STATED TASK A: Reproduce the passage of the post on Marilyn Monroe starting with "The film is" and going on through "act very well.", swapping every "hilarious" for "very funny".

TEXT BLOCK:
__________

Thursday, 11 October 2012

On "My week with Marilyn", Marilyn Monroe and Colin Clark

1/ I haven't watched "The prince and the showgirl". But last night I watched "Some like it hot", the successful comedy film of Marilyn Monroe that came out 2 years after "The prince and the showgirl", which was, as I remember, mentioned at the end of "My week with Marilyn". 
The film is hilarious. I am myself not a fan of comedies, but it's hilarious. And Marilyn Monroe? I guess any comparison is lame and pointless, but I can't help comparing her with Vivien Leigh in "That Hamilton woman" and Rita Hayworth in "Down to earth", the 2 films I watched last night and the night before*, I can't help acknowledging the fact that both Vivien and Rita were magnificent and amazing, both were better at acting and, actually, also more gorgeous. I said it already and now say it again, I like Marilyn very much, but she, albeit better than Kristen Stewart, was never a good actress, and on the screen she's not as gorgeous as in photos. On 1 hand I feel somewhat sorry for her, she didn't really enjoy being called a sex symbol (a sex symbol becomes a thing), but on the other hand producers and film directors had no choice, she didn't act very well.

__________

ENTRIES SHOWN:
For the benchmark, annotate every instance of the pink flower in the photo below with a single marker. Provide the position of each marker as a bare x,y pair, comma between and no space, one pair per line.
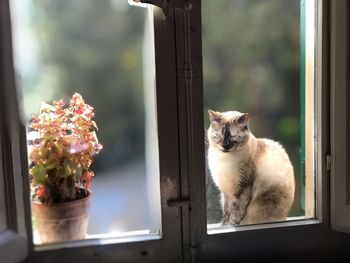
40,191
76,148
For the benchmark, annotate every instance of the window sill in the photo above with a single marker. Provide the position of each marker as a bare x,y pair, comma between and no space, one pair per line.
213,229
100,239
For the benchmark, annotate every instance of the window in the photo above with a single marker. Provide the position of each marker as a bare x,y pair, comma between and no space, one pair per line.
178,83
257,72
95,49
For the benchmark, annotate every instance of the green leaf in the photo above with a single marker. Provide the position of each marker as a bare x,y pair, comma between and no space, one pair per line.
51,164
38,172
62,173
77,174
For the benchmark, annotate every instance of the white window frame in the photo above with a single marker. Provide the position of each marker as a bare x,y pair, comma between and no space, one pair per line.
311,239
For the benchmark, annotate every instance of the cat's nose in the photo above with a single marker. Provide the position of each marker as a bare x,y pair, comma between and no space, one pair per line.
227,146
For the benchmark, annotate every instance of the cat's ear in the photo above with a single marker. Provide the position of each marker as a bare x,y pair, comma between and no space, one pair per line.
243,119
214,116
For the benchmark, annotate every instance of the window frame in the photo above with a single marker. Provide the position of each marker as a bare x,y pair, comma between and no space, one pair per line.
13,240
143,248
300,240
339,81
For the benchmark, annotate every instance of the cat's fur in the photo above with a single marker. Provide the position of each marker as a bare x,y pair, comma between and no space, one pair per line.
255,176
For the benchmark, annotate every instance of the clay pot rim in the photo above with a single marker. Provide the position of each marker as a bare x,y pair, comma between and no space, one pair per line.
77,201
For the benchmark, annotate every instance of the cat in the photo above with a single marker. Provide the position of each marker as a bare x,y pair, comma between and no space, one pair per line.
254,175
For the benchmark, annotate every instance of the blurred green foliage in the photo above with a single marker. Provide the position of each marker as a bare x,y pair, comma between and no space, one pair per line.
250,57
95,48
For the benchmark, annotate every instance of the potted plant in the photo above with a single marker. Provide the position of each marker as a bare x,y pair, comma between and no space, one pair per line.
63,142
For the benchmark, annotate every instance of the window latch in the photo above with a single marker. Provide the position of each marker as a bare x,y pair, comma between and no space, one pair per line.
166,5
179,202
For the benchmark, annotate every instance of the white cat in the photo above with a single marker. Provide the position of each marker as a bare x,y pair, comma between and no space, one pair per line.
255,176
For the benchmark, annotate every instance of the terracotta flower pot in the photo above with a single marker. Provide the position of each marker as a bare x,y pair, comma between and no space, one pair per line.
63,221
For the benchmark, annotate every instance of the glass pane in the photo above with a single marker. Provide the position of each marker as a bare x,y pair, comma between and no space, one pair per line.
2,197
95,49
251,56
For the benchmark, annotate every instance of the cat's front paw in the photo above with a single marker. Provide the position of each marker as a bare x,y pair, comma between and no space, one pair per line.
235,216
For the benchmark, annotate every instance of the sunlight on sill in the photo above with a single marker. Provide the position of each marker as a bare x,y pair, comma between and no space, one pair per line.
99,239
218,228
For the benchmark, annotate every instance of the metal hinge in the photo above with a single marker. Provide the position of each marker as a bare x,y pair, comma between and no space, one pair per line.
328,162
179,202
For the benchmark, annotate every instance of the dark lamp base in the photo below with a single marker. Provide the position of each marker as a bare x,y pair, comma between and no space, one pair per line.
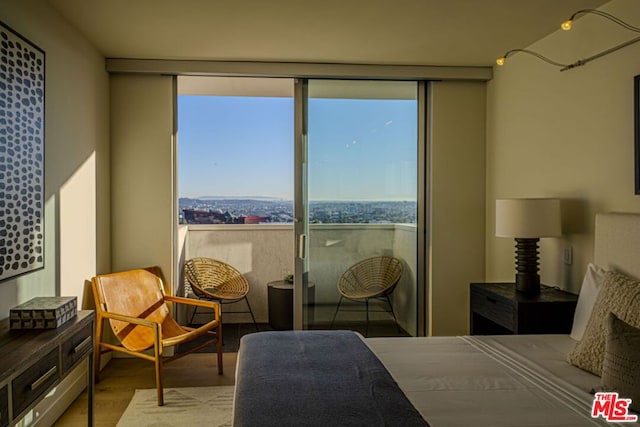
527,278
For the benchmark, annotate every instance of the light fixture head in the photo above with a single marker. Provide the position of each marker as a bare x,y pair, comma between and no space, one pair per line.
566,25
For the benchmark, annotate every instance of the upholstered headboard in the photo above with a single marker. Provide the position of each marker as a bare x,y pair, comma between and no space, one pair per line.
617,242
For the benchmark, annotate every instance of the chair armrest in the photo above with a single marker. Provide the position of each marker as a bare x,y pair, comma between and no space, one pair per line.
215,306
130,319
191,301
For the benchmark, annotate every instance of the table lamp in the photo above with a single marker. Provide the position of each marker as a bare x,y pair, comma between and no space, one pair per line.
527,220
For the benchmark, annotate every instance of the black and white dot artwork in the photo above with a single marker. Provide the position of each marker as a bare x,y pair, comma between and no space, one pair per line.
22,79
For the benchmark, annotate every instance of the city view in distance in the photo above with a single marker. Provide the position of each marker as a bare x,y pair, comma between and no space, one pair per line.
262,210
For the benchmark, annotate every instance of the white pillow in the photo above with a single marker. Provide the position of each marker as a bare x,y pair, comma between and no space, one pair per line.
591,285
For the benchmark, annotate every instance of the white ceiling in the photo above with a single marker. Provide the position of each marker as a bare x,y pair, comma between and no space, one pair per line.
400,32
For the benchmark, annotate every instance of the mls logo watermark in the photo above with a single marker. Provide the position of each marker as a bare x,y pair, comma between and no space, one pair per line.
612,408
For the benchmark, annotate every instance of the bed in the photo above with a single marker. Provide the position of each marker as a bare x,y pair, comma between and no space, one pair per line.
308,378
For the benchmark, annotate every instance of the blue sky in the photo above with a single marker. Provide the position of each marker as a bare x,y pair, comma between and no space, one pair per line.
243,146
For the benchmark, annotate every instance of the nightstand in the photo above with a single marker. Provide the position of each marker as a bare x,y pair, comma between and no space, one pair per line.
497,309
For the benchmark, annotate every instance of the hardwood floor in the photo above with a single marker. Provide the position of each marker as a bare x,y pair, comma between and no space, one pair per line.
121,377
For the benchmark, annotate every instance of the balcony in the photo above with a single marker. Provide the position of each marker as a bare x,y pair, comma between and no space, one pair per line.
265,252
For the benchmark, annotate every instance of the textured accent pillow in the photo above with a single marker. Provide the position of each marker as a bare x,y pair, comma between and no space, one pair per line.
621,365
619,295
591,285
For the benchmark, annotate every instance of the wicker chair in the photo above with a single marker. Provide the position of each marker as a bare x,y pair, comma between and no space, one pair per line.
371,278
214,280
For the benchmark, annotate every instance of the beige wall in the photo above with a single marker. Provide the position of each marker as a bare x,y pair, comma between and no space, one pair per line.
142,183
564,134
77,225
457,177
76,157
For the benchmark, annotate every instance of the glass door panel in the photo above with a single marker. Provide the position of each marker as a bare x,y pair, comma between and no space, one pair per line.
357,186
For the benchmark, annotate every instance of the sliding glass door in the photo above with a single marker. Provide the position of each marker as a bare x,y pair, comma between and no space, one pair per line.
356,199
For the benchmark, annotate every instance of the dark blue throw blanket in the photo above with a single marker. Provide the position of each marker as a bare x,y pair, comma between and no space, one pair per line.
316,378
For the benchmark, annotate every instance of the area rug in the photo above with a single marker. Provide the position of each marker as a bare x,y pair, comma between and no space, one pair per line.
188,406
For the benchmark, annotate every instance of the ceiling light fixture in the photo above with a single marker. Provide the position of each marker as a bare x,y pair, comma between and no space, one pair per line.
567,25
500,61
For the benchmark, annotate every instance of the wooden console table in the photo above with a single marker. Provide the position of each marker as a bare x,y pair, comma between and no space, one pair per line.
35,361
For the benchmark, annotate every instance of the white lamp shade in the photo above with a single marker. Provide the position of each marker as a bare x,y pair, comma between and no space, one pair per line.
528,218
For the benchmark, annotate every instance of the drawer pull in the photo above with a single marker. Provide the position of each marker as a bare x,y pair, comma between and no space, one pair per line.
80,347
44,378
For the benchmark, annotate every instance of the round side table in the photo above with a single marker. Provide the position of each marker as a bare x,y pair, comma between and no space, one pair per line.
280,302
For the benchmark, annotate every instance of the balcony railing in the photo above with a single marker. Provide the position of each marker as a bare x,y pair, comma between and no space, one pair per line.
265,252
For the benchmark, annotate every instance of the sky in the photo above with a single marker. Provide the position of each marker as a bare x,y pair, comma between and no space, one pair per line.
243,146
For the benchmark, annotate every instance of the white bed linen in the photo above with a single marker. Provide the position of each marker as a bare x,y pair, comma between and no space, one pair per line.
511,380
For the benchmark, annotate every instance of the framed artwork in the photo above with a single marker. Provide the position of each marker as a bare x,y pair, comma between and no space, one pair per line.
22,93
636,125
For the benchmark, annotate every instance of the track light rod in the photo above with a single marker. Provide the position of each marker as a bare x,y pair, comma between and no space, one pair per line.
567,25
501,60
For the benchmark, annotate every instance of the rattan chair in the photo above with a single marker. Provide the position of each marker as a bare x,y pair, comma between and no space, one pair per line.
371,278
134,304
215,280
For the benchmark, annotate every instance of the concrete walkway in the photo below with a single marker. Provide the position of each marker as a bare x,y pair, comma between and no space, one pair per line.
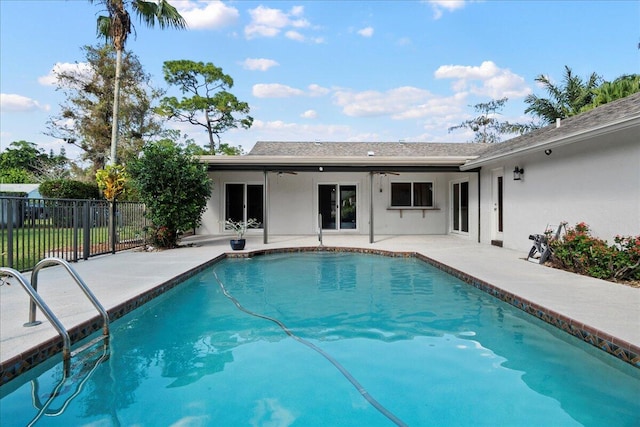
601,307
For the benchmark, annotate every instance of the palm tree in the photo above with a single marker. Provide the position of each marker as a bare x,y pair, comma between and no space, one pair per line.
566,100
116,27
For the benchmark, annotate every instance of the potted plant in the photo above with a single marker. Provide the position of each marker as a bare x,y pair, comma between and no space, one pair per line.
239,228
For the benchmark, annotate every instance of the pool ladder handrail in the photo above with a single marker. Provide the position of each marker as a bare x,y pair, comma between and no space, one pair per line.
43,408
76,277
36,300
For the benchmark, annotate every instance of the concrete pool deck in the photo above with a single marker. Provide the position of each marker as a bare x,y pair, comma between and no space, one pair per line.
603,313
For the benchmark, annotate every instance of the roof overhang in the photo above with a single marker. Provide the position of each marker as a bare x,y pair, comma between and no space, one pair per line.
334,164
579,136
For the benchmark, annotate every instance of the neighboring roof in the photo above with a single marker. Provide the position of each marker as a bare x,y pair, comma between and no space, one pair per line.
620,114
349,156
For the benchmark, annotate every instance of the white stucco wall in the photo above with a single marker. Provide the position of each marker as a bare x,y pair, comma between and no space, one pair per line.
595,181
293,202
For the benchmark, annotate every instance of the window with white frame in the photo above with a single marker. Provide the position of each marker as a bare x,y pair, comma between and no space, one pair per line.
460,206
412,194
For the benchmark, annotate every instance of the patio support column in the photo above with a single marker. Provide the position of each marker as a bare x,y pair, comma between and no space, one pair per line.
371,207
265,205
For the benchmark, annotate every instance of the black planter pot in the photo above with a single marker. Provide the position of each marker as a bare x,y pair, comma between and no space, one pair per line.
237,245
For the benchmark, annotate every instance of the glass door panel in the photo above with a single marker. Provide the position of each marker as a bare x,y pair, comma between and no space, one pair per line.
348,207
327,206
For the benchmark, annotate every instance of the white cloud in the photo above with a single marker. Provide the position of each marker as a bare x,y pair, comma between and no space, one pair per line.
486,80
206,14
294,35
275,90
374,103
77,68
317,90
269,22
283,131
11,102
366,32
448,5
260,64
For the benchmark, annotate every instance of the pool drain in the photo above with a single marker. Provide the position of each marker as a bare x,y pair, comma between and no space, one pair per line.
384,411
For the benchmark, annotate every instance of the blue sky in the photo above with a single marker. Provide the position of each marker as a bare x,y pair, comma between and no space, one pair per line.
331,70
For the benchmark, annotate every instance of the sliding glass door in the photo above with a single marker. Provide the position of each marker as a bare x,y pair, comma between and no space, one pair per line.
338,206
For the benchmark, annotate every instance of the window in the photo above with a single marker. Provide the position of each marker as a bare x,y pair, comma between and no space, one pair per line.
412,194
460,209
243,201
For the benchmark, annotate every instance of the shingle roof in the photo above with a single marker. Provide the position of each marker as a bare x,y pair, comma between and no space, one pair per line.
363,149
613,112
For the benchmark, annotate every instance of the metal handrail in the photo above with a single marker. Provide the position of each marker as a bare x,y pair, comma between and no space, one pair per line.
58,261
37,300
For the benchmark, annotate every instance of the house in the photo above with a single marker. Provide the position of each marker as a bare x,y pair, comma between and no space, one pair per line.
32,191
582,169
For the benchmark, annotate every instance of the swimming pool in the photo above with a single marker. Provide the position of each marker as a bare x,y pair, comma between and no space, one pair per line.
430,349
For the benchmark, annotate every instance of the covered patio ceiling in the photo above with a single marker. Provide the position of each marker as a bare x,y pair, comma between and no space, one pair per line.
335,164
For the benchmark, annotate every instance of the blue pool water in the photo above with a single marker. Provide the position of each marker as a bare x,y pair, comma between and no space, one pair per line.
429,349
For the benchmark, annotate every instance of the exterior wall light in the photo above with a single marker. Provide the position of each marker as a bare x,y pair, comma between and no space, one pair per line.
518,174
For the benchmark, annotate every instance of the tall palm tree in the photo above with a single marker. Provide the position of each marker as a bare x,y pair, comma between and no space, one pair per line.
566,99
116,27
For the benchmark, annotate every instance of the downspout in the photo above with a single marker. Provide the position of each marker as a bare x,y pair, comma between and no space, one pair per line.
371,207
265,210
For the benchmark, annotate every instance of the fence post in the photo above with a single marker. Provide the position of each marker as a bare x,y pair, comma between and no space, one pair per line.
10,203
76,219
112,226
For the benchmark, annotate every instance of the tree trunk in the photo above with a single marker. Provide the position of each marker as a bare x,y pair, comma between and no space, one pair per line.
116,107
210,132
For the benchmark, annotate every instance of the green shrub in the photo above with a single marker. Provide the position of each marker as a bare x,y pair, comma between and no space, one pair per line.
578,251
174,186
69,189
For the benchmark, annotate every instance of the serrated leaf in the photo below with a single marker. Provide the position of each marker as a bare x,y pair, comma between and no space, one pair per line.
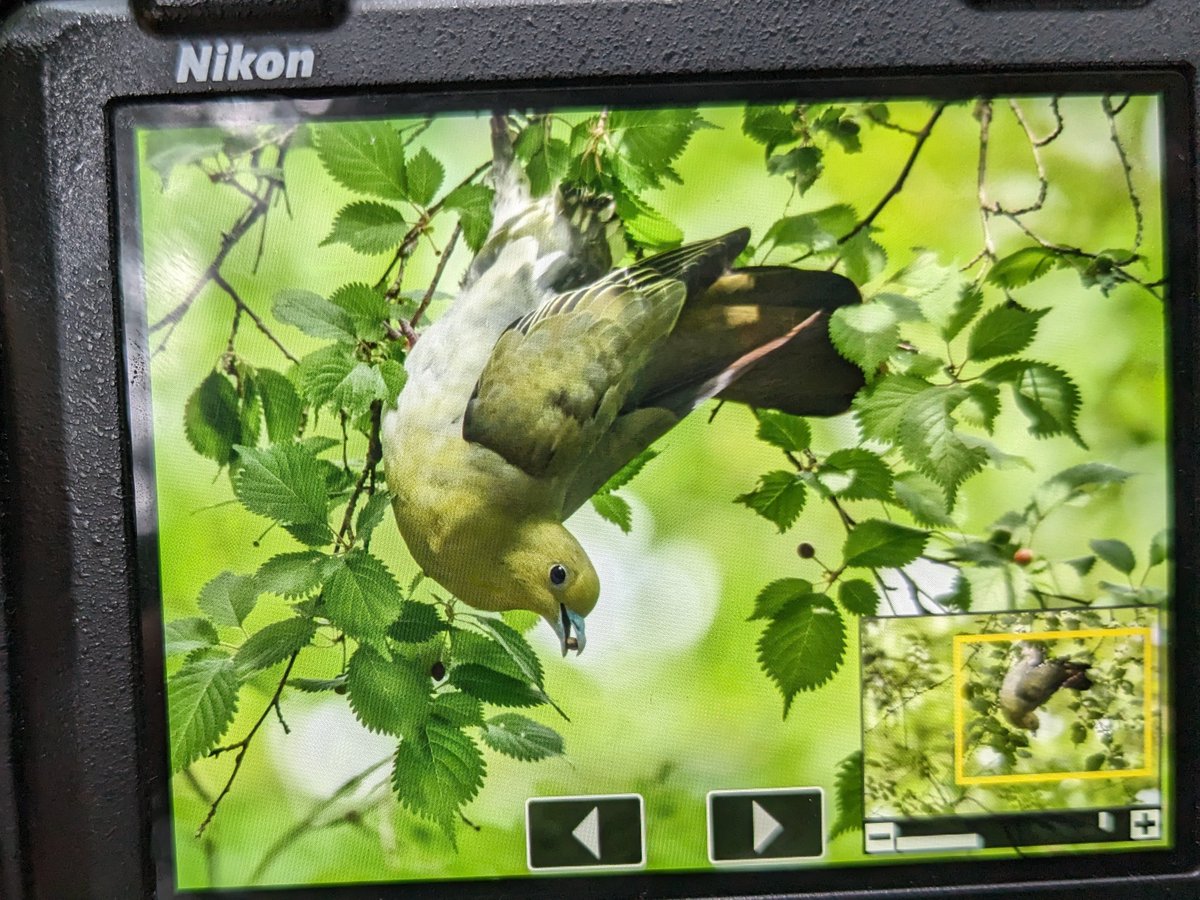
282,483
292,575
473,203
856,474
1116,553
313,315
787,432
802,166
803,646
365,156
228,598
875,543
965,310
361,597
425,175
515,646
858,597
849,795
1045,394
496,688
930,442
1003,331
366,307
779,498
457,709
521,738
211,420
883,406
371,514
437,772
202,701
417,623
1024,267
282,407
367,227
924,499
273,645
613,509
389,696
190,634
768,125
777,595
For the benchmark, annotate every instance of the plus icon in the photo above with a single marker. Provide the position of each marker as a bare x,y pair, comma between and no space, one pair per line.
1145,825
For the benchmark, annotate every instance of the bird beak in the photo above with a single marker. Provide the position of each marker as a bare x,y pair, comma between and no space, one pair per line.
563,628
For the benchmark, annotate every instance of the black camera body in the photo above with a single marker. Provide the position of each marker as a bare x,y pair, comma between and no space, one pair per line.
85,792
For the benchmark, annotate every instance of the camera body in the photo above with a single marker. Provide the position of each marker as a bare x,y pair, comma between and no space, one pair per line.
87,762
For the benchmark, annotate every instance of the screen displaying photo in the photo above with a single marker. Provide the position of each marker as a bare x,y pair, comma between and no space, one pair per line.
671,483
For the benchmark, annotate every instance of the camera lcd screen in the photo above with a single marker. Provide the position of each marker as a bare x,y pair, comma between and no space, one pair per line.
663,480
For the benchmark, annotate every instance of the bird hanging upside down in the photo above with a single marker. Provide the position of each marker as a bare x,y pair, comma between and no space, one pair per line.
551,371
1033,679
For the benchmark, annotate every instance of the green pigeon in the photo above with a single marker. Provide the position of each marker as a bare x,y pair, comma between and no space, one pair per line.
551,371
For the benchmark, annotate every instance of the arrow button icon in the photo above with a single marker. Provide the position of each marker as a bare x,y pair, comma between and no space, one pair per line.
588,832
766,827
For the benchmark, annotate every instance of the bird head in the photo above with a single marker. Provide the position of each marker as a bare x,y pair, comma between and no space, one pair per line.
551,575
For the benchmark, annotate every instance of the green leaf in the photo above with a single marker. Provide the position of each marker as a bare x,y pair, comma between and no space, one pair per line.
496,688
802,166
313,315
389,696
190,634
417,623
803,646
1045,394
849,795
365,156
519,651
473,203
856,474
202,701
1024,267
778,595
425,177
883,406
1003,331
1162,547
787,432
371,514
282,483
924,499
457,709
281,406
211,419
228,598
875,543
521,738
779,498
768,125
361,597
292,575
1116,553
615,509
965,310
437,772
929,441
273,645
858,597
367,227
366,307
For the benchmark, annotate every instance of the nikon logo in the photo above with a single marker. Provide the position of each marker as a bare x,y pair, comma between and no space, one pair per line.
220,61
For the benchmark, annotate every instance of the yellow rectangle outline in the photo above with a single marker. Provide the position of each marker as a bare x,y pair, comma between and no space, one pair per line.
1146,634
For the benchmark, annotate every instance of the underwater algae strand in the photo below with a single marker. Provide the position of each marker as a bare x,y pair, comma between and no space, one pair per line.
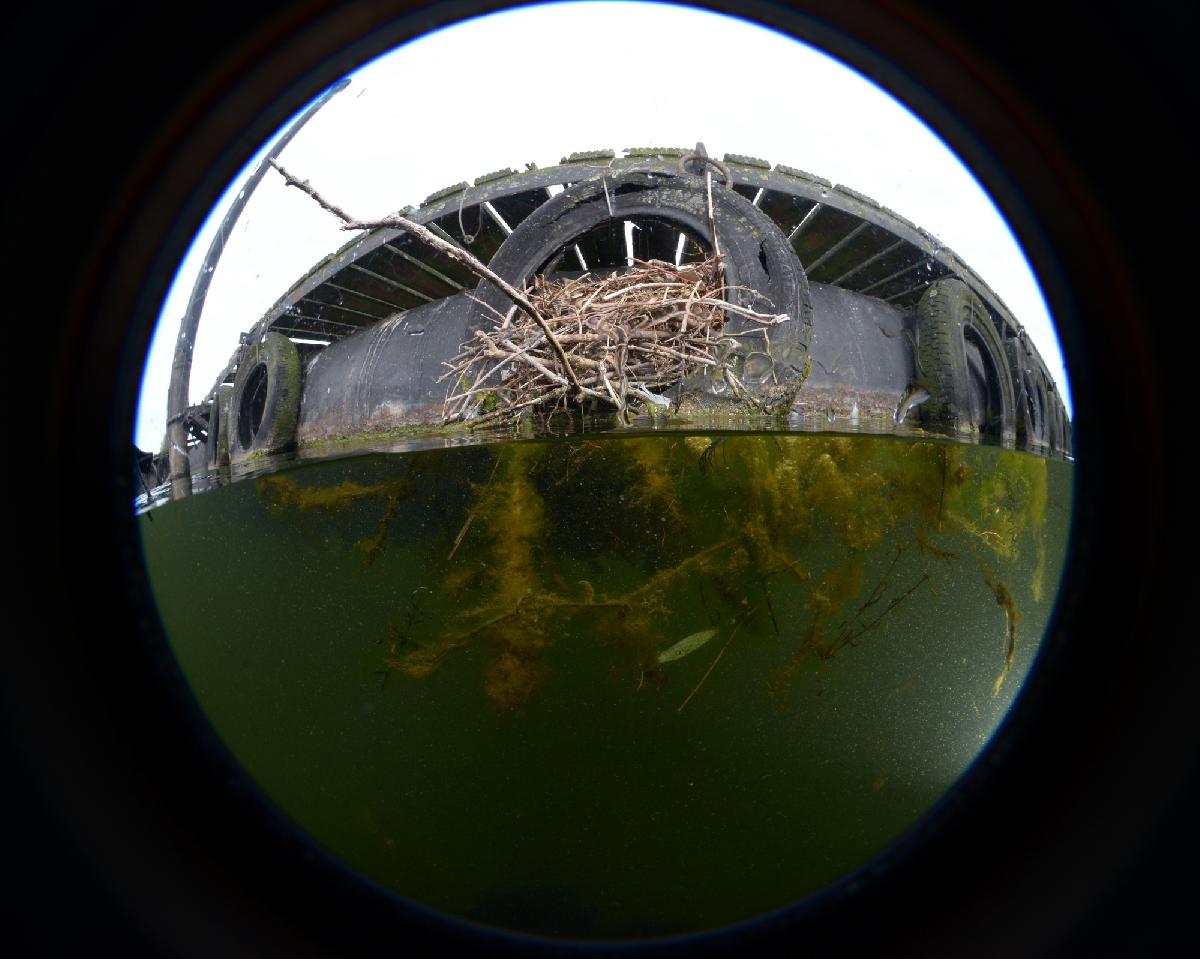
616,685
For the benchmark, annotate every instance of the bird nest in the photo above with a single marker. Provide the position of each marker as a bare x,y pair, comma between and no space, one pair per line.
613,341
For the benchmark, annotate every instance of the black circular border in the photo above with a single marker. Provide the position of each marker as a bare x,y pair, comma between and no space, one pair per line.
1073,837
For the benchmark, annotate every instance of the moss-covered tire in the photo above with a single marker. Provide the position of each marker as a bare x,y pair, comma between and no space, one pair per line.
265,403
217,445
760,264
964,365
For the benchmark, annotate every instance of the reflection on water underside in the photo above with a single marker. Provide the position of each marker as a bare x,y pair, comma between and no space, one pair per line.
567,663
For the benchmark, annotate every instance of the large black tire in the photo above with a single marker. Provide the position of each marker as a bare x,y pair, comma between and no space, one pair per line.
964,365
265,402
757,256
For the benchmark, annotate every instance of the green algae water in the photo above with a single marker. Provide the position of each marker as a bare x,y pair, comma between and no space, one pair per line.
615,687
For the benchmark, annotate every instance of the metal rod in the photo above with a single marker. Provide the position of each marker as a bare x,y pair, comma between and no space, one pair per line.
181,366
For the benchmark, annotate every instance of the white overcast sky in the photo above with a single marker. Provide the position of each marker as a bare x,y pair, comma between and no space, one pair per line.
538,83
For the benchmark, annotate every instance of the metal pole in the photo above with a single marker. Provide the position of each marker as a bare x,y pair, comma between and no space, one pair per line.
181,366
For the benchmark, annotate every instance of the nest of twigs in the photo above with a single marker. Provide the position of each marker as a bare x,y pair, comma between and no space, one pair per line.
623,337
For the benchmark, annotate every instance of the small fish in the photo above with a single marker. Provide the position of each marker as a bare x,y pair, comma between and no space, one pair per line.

__________

STATED TASK B: List each line of the entries that contains the word "body", treating case as significant.

TASK RESPONSE A:
The film is very funny. I am myself not a fan of comedies, but it's very funny. And Marilyn Monroe? I guess any comparison is lame and pointless, but I can't help comparing her with Vivien Leigh in "That Hamilton woman" and Rita Hayworth in "Down to earth", the 2 films I watched last night and the night before*, I can't help acknowledging the fact that both Vivien and Rita were magnificent and amazing, both were better at acting and, actually, also more gorgeous. I said it already and now say it again, I like Marilyn very much, but she, albeit better than Kristen Stewart, was never a good actress, and on the screen she's not as gorgeous as in photos. On 1 hand I feel somewhat sorry for her, she didn't really enjoy being called a sex symbol (a sex symbol becomes a thing), but on the other hand producers and film directors had no choice, she didn't act very well.

TASK RESPONSE B:
For the benchmark, annotate every instance of the black camera body in the photo above with a single marker. Provide the position of each marker as a bare x,y pair, comma between and no space, one pair per line.
For the benchmark, annotate every instance of the camera body in the photo above with a single marker. Provide the position of each marker as a bare x,y pair, comma between and no space, one pair per line.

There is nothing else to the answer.